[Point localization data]
_ _ _ _ _ _ _
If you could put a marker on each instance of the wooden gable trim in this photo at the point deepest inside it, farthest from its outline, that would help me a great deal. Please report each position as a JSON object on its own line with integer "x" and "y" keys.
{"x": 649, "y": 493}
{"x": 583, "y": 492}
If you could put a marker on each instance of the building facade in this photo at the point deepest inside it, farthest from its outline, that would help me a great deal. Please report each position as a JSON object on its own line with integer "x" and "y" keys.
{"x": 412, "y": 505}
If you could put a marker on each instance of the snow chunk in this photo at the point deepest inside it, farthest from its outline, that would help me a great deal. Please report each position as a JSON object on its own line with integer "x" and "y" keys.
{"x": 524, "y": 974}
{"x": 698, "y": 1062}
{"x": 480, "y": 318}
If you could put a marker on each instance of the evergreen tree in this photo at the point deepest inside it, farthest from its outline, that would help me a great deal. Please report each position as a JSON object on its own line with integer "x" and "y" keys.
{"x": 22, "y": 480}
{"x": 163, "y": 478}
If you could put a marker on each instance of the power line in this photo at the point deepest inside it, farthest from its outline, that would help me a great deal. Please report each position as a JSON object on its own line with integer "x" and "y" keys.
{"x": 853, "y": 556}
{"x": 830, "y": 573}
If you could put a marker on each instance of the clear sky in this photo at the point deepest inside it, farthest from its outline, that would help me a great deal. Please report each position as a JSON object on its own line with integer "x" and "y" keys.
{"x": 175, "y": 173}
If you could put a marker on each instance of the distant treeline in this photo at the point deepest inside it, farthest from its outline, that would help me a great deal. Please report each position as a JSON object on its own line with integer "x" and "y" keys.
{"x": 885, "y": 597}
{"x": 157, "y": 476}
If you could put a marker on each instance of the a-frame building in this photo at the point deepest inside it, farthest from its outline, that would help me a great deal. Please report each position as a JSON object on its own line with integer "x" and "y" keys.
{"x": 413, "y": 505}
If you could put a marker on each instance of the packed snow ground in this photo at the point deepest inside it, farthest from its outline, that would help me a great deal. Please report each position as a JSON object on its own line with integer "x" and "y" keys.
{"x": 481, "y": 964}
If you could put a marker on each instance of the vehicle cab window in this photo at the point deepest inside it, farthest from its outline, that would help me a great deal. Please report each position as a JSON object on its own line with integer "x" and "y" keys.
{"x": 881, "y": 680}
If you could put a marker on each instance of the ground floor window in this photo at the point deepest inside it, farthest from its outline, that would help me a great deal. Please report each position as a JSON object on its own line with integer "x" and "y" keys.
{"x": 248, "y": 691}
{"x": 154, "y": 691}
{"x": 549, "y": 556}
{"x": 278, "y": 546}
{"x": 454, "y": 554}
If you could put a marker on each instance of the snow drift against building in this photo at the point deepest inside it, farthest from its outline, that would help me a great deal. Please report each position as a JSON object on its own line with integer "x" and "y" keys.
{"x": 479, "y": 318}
_ _ _ _ _ _ _
— What you need to do —
Could you retype exactly the lines from the one containing "of the vehicle" through the final line of the data above, and no others?

— Problem solution —
If you could put a marker on each instance of the vehicle cab window in this photo at the point deepest inside it, farthest from its outline, that would help me a great deal. Please report each position as a JSON object on its own line with integer "x" and "y" keys.
{"x": 881, "y": 680}
If you could put a marker on each instance of the ground floor window in this photo at the point deepest inside it, farthest from its outline, that would help me a great deal. Please report each position as a JSON object on its own line with integer "x" and "y" keys.
{"x": 248, "y": 691}
{"x": 154, "y": 691}
{"x": 549, "y": 556}
{"x": 278, "y": 546}
{"x": 454, "y": 554}
If you could put a marker on each instance of the snow drift against building in this photo at the point deepest inside it, farthest from its outline, that would help me a great deal. Please report each position as a JSON object on its own line with integer "x" and "y" keys.
{"x": 479, "y": 318}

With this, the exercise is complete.